AIM OF THE EXERCISE ▸ Recast the listing below, from the line containing "Annotation task — pin every instance of the green parsley" through the end, inclusive, as a two-column CSV with the headers instruction and coordinates. Make one row for each line beginning "Annotation task" and the coordinate lines under it, with each value in a single quoted field and its line breaks replaced by spaces.
====== RECORDS FOR THE EXERCISE ======
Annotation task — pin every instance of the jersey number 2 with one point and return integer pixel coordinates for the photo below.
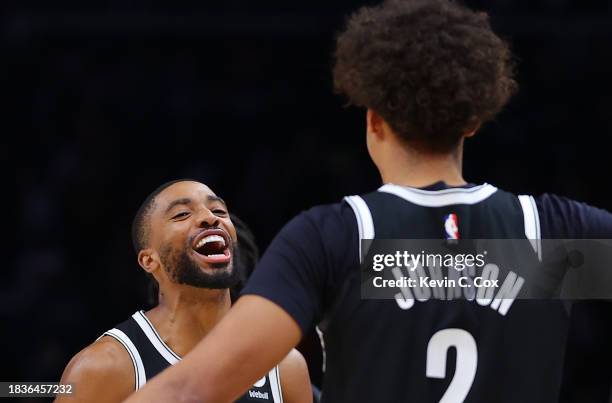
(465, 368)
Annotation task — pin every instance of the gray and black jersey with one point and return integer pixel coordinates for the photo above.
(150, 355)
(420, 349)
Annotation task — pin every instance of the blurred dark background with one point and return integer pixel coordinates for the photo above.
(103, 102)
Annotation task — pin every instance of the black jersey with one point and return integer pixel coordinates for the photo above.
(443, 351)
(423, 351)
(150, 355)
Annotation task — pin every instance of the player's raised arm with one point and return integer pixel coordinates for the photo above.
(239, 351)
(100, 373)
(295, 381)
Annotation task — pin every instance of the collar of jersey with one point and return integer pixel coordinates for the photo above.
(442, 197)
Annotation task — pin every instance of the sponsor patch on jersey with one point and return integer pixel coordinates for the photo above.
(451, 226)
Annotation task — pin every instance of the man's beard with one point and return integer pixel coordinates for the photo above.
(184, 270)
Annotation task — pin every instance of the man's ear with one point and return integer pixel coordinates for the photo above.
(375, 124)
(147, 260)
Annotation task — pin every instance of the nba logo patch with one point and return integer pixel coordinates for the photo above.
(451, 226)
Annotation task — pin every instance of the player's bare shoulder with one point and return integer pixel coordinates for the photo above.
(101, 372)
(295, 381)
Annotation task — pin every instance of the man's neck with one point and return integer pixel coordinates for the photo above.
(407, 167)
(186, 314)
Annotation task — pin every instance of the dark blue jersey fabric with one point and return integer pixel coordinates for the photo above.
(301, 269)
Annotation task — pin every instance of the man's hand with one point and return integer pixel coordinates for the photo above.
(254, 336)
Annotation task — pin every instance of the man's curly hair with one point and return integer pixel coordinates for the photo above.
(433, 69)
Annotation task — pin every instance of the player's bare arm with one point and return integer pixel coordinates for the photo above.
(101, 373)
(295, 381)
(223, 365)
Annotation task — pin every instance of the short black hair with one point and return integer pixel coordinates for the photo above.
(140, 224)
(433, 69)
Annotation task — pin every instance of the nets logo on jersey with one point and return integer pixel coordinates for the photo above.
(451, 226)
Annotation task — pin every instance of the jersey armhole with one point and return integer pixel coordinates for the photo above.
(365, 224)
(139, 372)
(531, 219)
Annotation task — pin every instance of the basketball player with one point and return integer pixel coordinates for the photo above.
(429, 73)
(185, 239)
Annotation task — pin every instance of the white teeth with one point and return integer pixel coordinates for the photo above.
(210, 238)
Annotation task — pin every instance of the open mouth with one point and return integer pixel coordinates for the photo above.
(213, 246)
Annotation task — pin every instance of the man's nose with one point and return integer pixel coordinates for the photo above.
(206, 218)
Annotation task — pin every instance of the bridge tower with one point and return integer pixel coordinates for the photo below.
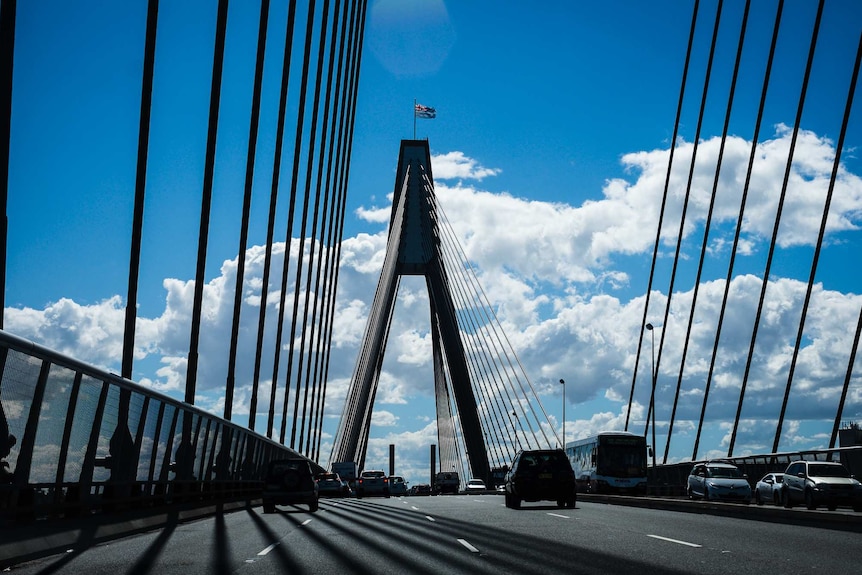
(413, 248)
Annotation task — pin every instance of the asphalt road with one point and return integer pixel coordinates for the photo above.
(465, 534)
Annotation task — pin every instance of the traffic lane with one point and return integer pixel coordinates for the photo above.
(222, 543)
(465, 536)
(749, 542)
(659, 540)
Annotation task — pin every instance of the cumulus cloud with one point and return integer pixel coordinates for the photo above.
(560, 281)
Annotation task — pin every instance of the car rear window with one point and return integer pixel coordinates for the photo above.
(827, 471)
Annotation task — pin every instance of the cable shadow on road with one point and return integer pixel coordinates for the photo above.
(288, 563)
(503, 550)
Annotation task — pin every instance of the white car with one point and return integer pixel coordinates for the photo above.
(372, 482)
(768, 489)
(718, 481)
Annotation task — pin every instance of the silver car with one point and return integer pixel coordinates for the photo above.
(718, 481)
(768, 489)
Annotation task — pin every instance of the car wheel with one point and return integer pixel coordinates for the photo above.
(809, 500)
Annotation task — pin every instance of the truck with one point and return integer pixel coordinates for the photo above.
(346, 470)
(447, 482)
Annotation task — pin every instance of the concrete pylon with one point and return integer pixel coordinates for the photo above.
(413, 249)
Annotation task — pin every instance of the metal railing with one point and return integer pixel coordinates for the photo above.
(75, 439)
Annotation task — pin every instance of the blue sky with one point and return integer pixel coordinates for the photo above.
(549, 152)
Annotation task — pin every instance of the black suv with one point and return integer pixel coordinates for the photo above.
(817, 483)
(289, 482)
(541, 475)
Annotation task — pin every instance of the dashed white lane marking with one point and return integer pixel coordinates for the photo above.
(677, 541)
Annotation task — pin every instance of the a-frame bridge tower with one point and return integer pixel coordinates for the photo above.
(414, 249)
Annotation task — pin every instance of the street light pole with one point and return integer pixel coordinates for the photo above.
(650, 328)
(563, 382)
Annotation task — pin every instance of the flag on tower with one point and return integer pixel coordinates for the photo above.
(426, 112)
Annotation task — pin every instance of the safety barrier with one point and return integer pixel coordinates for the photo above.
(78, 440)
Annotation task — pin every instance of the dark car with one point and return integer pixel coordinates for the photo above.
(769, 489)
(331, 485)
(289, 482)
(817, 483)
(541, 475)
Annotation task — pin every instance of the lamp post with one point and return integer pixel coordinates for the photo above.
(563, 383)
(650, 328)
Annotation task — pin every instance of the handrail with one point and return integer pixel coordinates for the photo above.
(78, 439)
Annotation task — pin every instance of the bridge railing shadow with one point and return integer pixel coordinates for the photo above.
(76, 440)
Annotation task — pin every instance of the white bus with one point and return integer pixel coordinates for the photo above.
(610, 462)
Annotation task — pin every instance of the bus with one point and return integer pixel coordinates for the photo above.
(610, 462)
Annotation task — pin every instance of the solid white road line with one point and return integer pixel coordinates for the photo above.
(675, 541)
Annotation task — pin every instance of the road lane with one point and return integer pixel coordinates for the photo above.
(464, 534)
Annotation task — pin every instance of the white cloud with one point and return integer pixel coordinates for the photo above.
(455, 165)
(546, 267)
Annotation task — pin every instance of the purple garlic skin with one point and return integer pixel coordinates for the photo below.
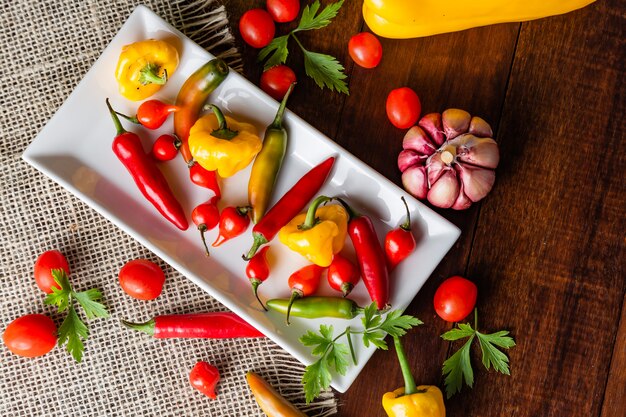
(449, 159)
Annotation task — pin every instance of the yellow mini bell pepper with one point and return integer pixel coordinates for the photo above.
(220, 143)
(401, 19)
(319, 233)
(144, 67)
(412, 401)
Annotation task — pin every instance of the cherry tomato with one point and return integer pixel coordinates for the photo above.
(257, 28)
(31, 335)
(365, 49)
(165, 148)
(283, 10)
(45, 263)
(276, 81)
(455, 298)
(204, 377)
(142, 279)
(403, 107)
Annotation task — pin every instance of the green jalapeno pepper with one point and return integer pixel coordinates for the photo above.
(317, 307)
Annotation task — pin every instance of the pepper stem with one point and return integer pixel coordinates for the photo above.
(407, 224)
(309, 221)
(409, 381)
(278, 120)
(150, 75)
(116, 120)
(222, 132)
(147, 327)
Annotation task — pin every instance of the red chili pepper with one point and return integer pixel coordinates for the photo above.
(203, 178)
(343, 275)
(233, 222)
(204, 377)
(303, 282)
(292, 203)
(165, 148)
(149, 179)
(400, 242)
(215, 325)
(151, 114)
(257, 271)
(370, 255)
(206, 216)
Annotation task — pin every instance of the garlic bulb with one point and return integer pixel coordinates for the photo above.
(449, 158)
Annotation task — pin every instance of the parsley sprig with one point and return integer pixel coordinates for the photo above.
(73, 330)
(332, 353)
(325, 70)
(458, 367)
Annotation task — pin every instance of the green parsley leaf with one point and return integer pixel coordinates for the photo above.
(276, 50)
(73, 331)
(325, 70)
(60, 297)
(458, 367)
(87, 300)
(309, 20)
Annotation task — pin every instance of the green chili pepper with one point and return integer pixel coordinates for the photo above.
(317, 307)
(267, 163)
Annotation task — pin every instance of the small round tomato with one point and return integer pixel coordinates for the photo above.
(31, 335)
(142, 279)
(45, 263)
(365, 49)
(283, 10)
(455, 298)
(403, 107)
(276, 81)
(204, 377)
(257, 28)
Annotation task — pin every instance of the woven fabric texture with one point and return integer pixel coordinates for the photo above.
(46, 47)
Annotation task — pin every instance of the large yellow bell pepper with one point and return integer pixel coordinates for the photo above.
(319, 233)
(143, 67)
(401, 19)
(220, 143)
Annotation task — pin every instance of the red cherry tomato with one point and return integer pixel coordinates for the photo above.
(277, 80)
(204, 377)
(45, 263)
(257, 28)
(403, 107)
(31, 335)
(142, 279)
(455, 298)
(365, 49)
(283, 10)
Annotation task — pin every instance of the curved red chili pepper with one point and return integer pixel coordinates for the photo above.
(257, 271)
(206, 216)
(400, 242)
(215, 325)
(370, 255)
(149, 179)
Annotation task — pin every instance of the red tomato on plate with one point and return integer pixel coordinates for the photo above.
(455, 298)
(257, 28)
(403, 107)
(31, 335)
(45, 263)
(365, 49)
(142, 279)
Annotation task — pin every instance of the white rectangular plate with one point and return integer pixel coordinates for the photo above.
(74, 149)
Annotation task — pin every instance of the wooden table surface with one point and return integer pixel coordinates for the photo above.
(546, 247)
======
REPLY ▸
instruction,coordinates
"Annotation task — pin every instance of the green parsley leaf with one point and return integer pixel coordinates for the photo above.","(276, 50) (73, 331) (325, 70) (60, 297) (458, 367) (87, 300) (309, 20)"
"Annotation task — pin every instance of the green chili pepper with one point and return integer pixel coordinates for the photo above.","(317, 307) (267, 163)"
"Annotation task — pin every instance of the small round tomato with one point and return integer pixel coordinates for the photo above.","(31, 335) (142, 279) (45, 263) (365, 49) (283, 10) (455, 298) (403, 107) (276, 81) (204, 377) (257, 28)"
"Annotation task — pin every instance of the woven fabric texture with one point and return integer pixel coordinates for the photo above.","(46, 47)"
"Annotation task — pin every instance of the large yellow bell pepper with one point and return integer pixel coordinates for the photo above.","(319, 233) (143, 67) (401, 19) (220, 143)"
"Annotation task — pin every instance of the red cherry tomato with one point and return integer pixel coordinates for the photo above.","(277, 80) (204, 377) (45, 263) (257, 28) (403, 107) (31, 335) (142, 279) (455, 298) (365, 49) (283, 10)"
"Annotation task — pin every instance of the curved red chili pepper with one point and return integer pixel coordinates for the photo above.","(257, 271) (206, 216) (400, 242) (215, 325) (370, 255) (149, 179)"
"Annotation task — pin every instance of the red tomato on plate with one point and return integer pixel coordinates for the photo above.","(455, 298) (257, 28) (403, 107) (31, 335) (45, 263) (365, 49) (142, 279)"
"Annotation task — pin every instance of the white rectangular plate with one point and return integer pixel coordinates for the photo above.","(74, 149)"
"Annotation task — pin every instance of the wooden table surface with one point and return integer pixel coordinates for the photo above.","(546, 247)"